* **Task goal**:
Your answer must be the full set of entries, reproduced exactly.

* **Records for this task**:
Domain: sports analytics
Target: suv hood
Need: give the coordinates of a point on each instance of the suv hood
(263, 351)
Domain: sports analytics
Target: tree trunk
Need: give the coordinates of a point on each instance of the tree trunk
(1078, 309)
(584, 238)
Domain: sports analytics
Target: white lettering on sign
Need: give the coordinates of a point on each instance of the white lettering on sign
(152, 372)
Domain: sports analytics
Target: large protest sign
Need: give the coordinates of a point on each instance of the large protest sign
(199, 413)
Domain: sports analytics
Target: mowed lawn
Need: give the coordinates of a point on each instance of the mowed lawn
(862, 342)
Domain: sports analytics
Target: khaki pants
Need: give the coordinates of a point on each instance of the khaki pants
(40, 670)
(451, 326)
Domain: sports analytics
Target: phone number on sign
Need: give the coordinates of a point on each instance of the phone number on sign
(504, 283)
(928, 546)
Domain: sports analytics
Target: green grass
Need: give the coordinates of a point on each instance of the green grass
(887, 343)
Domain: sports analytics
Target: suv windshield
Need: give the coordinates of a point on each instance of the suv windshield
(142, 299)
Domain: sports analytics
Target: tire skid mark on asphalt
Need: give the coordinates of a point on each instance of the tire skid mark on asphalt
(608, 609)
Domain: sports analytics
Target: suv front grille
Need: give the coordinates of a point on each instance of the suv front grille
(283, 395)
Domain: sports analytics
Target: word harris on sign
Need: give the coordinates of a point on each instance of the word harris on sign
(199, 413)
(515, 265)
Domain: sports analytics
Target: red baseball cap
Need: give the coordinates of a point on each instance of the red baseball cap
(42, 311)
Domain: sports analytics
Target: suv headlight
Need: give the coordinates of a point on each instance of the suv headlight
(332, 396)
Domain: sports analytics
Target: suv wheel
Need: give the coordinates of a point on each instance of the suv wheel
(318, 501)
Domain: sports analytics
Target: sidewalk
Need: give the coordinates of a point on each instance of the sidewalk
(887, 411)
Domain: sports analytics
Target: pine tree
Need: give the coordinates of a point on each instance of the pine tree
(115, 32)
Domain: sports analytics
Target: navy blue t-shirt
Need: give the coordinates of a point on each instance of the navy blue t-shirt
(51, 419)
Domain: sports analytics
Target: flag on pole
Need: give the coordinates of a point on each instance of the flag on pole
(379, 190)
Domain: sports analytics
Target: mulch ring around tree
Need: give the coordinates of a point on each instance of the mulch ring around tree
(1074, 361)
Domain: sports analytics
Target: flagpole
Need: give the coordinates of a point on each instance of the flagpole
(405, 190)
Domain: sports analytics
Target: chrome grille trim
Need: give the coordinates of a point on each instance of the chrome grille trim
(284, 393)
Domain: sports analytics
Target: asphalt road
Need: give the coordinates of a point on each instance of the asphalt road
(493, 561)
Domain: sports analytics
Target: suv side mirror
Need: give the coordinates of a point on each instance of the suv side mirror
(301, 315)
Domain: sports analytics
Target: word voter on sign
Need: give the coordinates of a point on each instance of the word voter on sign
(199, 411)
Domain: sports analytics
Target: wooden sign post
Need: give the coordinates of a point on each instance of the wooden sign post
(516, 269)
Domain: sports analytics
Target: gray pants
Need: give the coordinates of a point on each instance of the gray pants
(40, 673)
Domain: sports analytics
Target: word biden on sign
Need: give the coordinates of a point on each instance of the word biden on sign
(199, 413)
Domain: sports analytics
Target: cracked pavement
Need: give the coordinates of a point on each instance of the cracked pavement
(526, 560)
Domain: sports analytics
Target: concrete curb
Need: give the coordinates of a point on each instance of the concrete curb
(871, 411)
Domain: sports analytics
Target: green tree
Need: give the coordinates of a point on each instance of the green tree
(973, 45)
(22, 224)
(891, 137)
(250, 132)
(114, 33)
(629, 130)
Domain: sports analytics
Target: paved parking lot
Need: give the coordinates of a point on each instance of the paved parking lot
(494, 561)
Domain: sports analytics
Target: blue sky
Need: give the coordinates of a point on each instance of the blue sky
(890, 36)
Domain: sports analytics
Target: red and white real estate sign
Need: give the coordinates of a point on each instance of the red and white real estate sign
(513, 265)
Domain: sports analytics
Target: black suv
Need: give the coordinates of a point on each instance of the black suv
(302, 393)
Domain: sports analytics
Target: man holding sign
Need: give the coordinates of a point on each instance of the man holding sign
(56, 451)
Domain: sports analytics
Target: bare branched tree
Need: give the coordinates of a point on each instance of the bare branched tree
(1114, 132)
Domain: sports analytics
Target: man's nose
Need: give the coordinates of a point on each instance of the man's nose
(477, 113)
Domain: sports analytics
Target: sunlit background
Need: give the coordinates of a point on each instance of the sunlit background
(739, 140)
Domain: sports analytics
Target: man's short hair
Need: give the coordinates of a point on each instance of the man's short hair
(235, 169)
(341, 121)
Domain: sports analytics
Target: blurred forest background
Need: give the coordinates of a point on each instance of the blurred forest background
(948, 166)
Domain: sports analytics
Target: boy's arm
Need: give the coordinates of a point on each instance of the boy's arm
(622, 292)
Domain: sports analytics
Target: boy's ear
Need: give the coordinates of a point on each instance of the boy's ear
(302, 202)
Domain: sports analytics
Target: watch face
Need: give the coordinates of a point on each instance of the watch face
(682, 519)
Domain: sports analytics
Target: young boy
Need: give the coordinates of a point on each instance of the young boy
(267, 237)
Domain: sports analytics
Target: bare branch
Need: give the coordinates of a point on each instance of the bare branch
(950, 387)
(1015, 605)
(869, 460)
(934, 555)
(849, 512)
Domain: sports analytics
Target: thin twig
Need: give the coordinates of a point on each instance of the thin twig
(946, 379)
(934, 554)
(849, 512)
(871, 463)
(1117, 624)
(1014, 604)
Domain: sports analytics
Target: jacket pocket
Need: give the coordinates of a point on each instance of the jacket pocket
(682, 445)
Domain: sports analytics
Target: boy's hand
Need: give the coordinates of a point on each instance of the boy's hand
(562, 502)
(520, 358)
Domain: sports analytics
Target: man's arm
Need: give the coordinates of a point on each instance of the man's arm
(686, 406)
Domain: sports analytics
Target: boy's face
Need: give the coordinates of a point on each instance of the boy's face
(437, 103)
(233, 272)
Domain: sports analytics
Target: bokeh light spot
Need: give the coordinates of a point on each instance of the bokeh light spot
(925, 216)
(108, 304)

* **Completed exercise**:
Domain: sports analytics
Target: suv hood
Need: give the coordinates of a point on each instance of the suv hood
(263, 351)
Domain: sports analytics
Target: tree trunk
Need: give the coordinates of a point on each instance of the tree trunk
(1078, 309)
(584, 238)
Domain: sports analytics
Target: white lettering on sign
Need: give the coordinates of a point on each instance of the white lettering on sign
(152, 372)
Domain: sports analytics
Target: large protest sign
Need: give the coordinates of a point on each instance of the large protest sign
(199, 413)
Domain: sports analytics
Target: mowed lawn
Need: give the coordinates of a point on each instance of the mowed lawn
(862, 342)
Domain: sports analytics
Target: khaki pants
Need: give the coordinates of a point on each instance of the khaki pants
(40, 670)
(451, 326)
Domain: sports analytics
Target: phone number on sign
Need: give the coordinates of a point on each instance of the phone number on sign
(504, 283)
(928, 546)
Domain: sports analytics
Target: green grass
Need: give the coordinates of a point on each instance of the green grass
(887, 343)
Domain: sports analytics
Target: suv windshield
Need: give the coordinates of a point on each instance of the suv windshield
(142, 299)
Domain: sports analytics
Target: tire skid mark on asphalt
Need: give the coordinates of a point on each instance of the tire skid mark on asphalt
(608, 609)
Domain: sports analytics
Target: suv front grille
Need: give the coordinates of a point on each instance of the suv front grille
(283, 395)
Domain: sports analytics
Target: word harris on sign
Need: give the coordinates of a point on each instance of the word harris on sign
(199, 413)
(515, 265)
Domain: sports analytics
Target: red baseball cap
Need: give the coordinates of a point on each instance of the red baseball cap
(42, 311)
Domain: sports analytics
Target: suv headlight
Need: give the coordinates of a point on each instance of the suv headlight
(332, 396)
Domain: sports analytics
Target: suv wheel
Need: give the coordinates of a point on each instance of the suv wheel
(318, 501)
Domain: sports analytics
Target: sidewalk
Need: give the coordinates of a point on each instance of the sidewalk
(887, 411)
Domain: sports analytics
Target: pine tree
Need: give the coordinates of a point on each instance of the pine tree
(115, 32)
Domain: sports analytics
Target: navy blue t-shirt
Need: give the coordinates of a point on each instance of the navy blue t-shirt
(51, 419)
Domain: sports analytics
Target: flag on pole
Need: give the coordinates of a point on each instance of the flag on pole
(379, 190)
Domain: sports analytics
Target: mulch ring around tree
Need: give the coordinates of a point on each instance of the mulch ring around tree
(1074, 361)
Domain: sports analytics
Target: flagpole
Need: give the coordinates of a point on each instance of the flagpole
(405, 190)
Domain: sports analytics
Target: chrome grille trim
Need: give the coordinates of a point on each instance of the chrome grille trim
(284, 393)
Domain: sports analytics
Target: asphalt road
Need: give the coordinates of a point on each instance of the asphalt road
(493, 561)
Domain: sports analytics
Target: suv side mirror
Need: give the coordinates of a point on each instance of the suv side mirror
(301, 315)
Domain: sports analytics
Target: word voter on sign
Need: give the coordinates of a point on each instance of the word voter on sign
(199, 411)
Domain: sports analytics
Target: wooden sign post
Need: give the coordinates of a point on each instance of the wooden sign post
(516, 269)
Domain: sports analytics
Target: gray pants
Need: give the coordinates of a point on each instance of the gray pants
(40, 673)
Domain: sports analytics
Target: word biden on sign
Need: give the coordinates of a point on each instance of the word biden on sign
(199, 413)
Domain: sports analytics
Target: cracked pavement
Need: give the coordinates of a point on each instance of the cracked pavement
(526, 560)
Domain: sports analytics
Target: concrete curb
Need: give the coordinates of a point on each instance of the concrete curb
(871, 411)
Domain: sports analytics
Target: green tree
Need: give the coordinates of a point on each instance of the green tree
(973, 45)
(22, 224)
(891, 137)
(250, 132)
(114, 33)
(629, 130)
Domain: sports analytics
Target: paved parking lot
Need: give the coordinates of a point on each instance of the paved parking lot
(494, 561)
Domain: sports analytics
Target: blue sky
Need: give the coordinates of a point on each instance of the blue sky
(890, 36)
Domain: sports analytics
Target: red and white real estate sign
Need: give the coordinates of a point on each instance of the red and white real estate sign
(513, 265)
Domain: sports analytics
Target: black suv
Need: give the coordinates of a point on each instance of the black suv
(302, 393)
Domain: sports analytics
Target: man holding sign
Need: give the coordinates of a point on each instance of the man holding sign
(56, 451)
Domain: sports analytics
Target: bare branched tree
Need: give the coordinates of a point on each instance of the bare branched tree
(1114, 132)
Domain: sports analytics
Target: man's nose
Need: give the coordinates of a point on each instance of the man's nose
(477, 113)
Domain: sports analytics
Target: sunlit background
Need: give the coordinates of a point on each instance of the sunlit background
(739, 140)
Domain: sports analytics
Target: man's short hair
Need: give the coordinates of a point on each instance of the man's short hair
(235, 169)
(341, 121)
Domain: sports analytics
Target: blurred forest background
Need: give the coordinates of a point on each instance of the blurred forest background
(948, 166)
Domain: sports analytics
Target: boy's arm
Need: give the coordinates of a point on each instance of the boy's arm
(622, 292)
Domain: sports analytics
Target: boy's ear
Need: give the coordinates of a point on each instance of the boy's ear
(302, 202)
Domain: sports analytics
Target: watch face
Need: give the coordinates of a point on each instance of the watch face
(682, 519)
Domain: sports analytics
Target: young boy
Need: give the coordinates of a point on each instance of the young boy
(267, 237)
Domain: sports analytics
Target: bare branch
Need: give the coordinates of a point on each instance of the bare branch
(950, 387)
(1015, 605)
(869, 460)
(934, 555)
(849, 512)
Domain: sports analytics
Target: thin twig
Need: give the coordinates of a point on each instance of the thin twig
(946, 379)
(934, 554)
(849, 512)
(871, 463)
(1117, 624)
(1014, 604)
Domain: sports analytics
Target: jacket pocket
Need: give the coordinates of a point on each instance of the jacket pocket
(682, 445)
Domain: sports analytics
Target: boy's hand
Need: give the coordinates of a point on each instance of the boy's hand
(562, 502)
(520, 358)
Domain: sports analytics
Target: man's arm
Need: give the coordinates of a point on each instance of the man's arm
(686, 406)
Domain: sports analytics
Target: boy's face
Need: give the coordinates of a point on each instance of the boy's face
(437, 103)
(233, 272)
Domain: sports analytics
Target: bokeh light spot
Need: give the coordinates of a point on each instance of the bokeh light spot
(925, 216)
(108, 304)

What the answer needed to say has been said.